Work to be completed ->
Copy the listing below word for word, from its first line through the line containing "[252,411,312,502]".

----------------------------------------

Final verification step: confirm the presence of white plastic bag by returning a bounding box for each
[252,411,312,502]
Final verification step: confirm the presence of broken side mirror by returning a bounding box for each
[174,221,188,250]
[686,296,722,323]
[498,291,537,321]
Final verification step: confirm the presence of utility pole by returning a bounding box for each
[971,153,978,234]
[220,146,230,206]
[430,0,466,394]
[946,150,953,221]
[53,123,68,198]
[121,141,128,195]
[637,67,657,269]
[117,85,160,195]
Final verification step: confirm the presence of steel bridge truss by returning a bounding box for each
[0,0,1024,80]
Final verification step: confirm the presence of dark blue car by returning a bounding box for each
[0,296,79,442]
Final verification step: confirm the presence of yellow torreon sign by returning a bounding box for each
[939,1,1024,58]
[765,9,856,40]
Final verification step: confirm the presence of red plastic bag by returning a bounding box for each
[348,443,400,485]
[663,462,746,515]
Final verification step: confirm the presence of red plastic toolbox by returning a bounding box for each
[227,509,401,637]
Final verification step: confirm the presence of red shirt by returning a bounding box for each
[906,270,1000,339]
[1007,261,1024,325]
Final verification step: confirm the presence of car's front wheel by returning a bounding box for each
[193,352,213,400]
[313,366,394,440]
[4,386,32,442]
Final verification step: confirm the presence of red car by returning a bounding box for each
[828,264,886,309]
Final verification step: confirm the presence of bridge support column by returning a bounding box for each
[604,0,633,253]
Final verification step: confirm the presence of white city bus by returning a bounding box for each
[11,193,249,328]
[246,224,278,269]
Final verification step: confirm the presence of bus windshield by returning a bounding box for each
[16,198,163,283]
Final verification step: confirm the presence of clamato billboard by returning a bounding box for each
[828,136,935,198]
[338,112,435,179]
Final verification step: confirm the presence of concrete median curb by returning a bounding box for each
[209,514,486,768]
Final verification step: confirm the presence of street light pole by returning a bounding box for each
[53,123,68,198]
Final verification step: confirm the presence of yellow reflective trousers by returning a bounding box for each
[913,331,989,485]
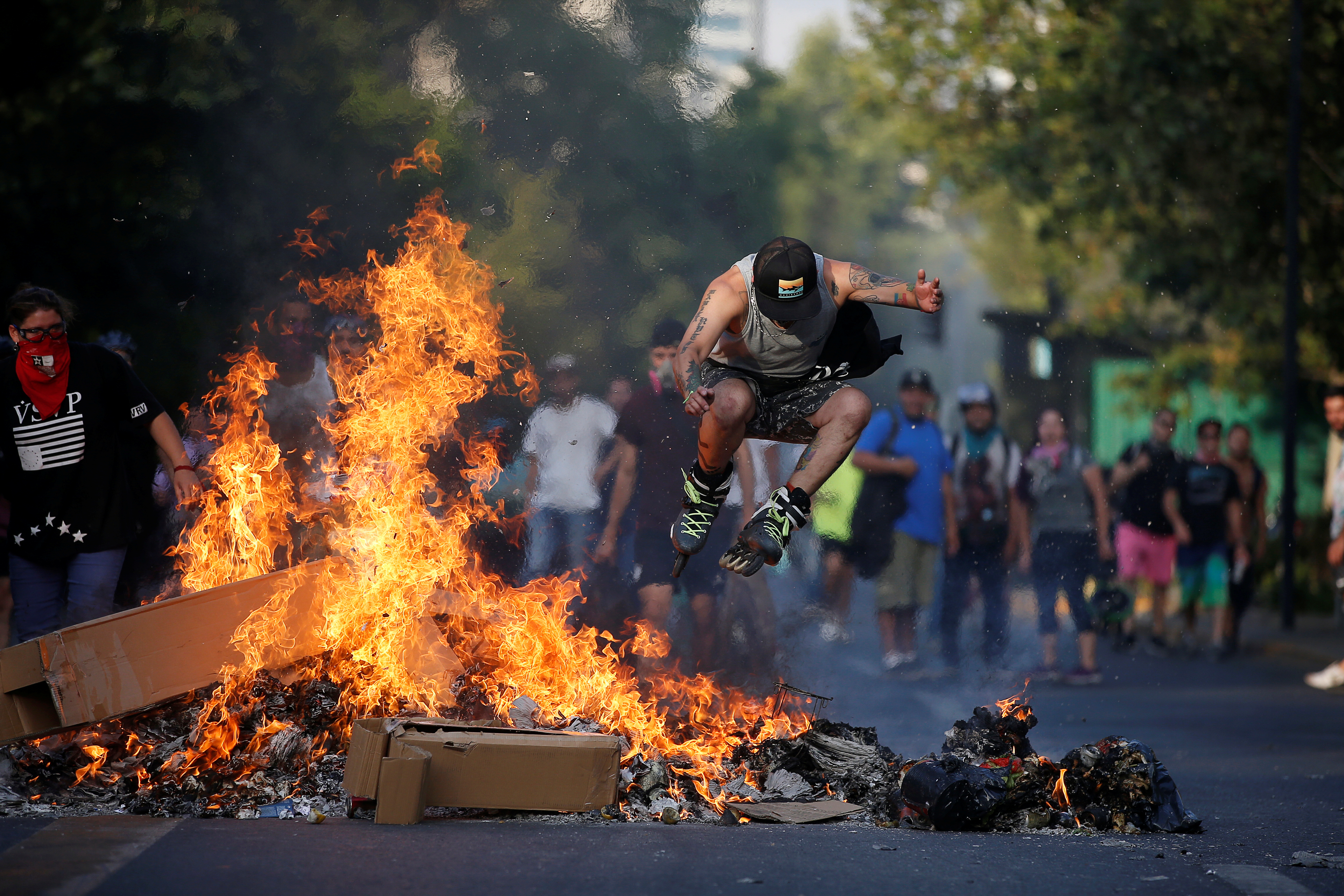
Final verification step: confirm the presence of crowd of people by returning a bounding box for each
[522,321,1344,685]
[0,285,367,646]
[0,274,1344,687]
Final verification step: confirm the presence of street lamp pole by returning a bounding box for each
[1280,0,1302,629]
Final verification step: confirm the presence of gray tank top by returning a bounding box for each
[710,253,836,379]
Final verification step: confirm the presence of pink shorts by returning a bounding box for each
[1116,523,1176,584]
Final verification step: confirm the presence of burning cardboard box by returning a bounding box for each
[0,559,341,743]
[344,719,621,825]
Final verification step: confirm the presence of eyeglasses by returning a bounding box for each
[15,321,66,342]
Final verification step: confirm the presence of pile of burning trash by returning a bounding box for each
[0,676,1200,834]
[0,183,1199,832]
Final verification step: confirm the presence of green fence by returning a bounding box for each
[1091,359,1325,516]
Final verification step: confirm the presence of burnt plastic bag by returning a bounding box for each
[1080,736,1203,834]
[900,755,1008,830]
[1129,740,1204,834]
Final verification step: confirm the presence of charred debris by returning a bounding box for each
[0,674,1202,834]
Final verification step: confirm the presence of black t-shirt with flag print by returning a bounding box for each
[0,342,163,564]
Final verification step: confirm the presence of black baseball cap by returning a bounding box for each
[751,237,821,321]
[900,367,933,395]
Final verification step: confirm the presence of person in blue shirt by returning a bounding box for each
[853,370,958,670]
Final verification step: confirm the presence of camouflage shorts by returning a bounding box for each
[700,361,851,444]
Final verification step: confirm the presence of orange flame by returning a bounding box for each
[393,140,443,180]
[995,678,1031,719]
[154,184,808,811]
[75,746,108,785]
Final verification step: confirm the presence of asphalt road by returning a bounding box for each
[0,575,1344,896]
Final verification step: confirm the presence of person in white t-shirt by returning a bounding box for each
[523,355,615,582]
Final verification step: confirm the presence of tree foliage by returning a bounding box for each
[866,0,1344,390]
[0,0,723,402]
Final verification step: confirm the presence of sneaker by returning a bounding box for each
[672,461,732,555]
[1065,666,1101,685]
[1304,662,1344,690]
[738,485,812,566]
[719,541,765,579]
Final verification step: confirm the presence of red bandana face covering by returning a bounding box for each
[15,333,70,419]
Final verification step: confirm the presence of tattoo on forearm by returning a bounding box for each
[849,265,906,289]
[681,363,700,404]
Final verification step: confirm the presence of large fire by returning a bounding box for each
[80,161,806,809]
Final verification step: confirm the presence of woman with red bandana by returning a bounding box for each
[0,286,200,641]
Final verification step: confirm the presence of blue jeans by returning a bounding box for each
[523,508,597,582]
[1031,532,1097,634]
[9,548,126,641]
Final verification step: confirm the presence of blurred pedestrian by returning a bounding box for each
[94,330,161,607]
[0,286,200,641]
[812,458,863,643]
[1306,386,1344,690]
[1163,421,1250,658]
[594,320,731,676]
[1110,407,1177,653]
[606,376,634,414]
[523,355,615,582]
[941,383,1021,669]
[853,370,958,670]
[258,290,336,491]
[1013,407,1116,685]
[1224,423,1269,650]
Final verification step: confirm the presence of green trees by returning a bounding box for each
[0,0,714,403]
[867,0,1344,388]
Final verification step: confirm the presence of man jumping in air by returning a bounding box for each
[672,237,942,575]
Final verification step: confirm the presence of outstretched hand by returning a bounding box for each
[911,267,942,314]
[685,386,714,416]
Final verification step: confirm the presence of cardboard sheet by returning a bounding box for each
[0,559,343,743]
[344,719,621,823]
[729,799,863,825]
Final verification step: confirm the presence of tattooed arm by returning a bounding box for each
[825,258,942,314]
[672,269,747,416]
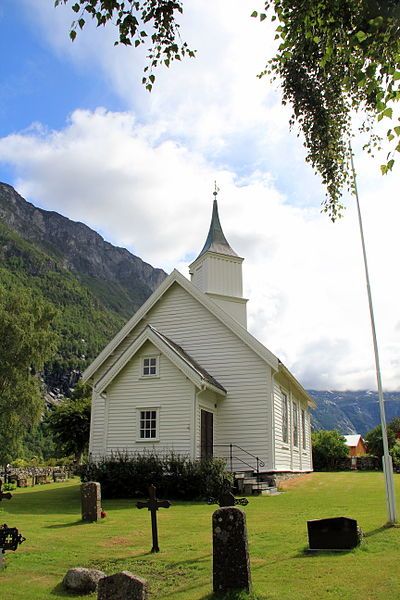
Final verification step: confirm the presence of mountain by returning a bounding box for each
[308,390,400,435]
[0,183,166,317]
[0,183,166,395]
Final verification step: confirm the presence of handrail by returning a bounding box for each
[214,444,265,487]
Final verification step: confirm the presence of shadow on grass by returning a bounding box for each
[45,519,90,529]
[2,483,81,515]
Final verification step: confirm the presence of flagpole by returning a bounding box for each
[350,145,397,525]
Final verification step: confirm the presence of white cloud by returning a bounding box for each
[0,109,400,389]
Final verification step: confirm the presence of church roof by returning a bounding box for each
[95,324,227,396]
[149,325,226,392]
[196,198,238,260]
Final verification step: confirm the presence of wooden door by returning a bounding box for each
[200,410,214,460]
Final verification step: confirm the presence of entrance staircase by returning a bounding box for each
[234,471,278,496]
[214,444,277,496]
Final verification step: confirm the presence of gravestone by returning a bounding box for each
[81,481,101,522]
[97,571,148,600]
[62,567,106,594]
[0,479,12,502]
[212,506,251,594]
[307,517,362,550]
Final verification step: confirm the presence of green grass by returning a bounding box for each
[0,472,400,600]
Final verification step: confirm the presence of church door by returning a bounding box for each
[201,410,214,459]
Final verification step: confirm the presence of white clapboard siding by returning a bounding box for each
[100,342,195,455]
[195,390,219,458]
[274,382,312,471]
[89,391,105,458]
[132,284,271,469]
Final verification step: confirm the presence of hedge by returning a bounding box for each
[80,451,232,500]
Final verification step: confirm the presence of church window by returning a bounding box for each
[142,356,158,377]
[282,394,289,444]
[293,402,299,446]
[139,409,158,441]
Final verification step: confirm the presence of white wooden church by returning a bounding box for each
[83,198,314,473]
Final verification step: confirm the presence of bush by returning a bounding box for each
[311,430,348,471]
[80,452,229,500]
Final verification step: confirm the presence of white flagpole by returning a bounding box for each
[350,146,397,525]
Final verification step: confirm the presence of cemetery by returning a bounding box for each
[0,472,400,600]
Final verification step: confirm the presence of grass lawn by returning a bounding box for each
[0,472,400,600]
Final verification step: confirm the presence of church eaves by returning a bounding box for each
[196,198,238,260]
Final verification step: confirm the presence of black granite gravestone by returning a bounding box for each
[307,517,361,550]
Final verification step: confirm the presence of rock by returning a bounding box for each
[97,571,148,600]
[81,481,101,522]
[62,567,106,594]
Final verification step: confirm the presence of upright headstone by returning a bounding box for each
[81,481,101,522]
[97,571,148,600]
[307,517,362,550]
[213,506,251,594]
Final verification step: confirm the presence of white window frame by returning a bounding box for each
[136,406,160,443]
[292,402,299,448]
[140,354,160,379]
[282,392,289,444]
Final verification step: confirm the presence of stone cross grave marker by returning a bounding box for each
[81,481,101,522]
[136,485,171,552]
[0,479,12,502]
[212,506,251,594]
[97,571,148,600]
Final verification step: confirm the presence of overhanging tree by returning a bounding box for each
[55,0,400,220]
[0,285,57,465]
[46,384,91,462]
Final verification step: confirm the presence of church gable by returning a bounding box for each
[103,341,195,454]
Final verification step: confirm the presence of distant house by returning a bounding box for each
[84,200,315,473]
[343,433,367,456]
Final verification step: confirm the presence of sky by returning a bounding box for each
[0,0,400,390]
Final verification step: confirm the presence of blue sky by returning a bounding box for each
[0,0,400,389]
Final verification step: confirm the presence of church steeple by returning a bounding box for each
[196,192,237,260]
[189,186,247,327]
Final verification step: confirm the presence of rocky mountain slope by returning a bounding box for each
[0,183,166,317]
[308,390,400,435]
[0,183,166,396]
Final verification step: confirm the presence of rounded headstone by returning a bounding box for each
[62,567,106,594]
[97,571,147,600]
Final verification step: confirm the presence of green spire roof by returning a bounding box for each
[196,198,238,260]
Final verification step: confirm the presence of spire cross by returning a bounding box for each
[136,485,171,552]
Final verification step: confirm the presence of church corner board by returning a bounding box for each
[84,197,314,475]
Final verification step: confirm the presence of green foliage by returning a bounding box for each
[81,452,231,500]
[390,440,400,471]
[46,385,91,462]
[0,223,123,395]
[260,0,400,220]
[55,0,195,92]
[365,419,398,458]
[311,430,348,471]
[0,285,57,464]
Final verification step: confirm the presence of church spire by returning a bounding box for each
[189,185,247,327]
[196,184,237,260]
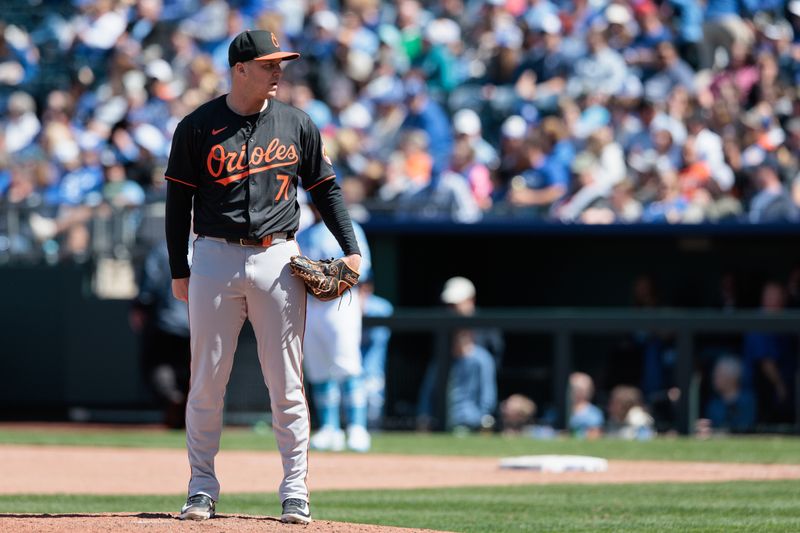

----------------------------------------

Reply to the exercise ->
Final verification step: confirm the presence of white plastic bag by returning a bounding box for each
[252,411,312,502]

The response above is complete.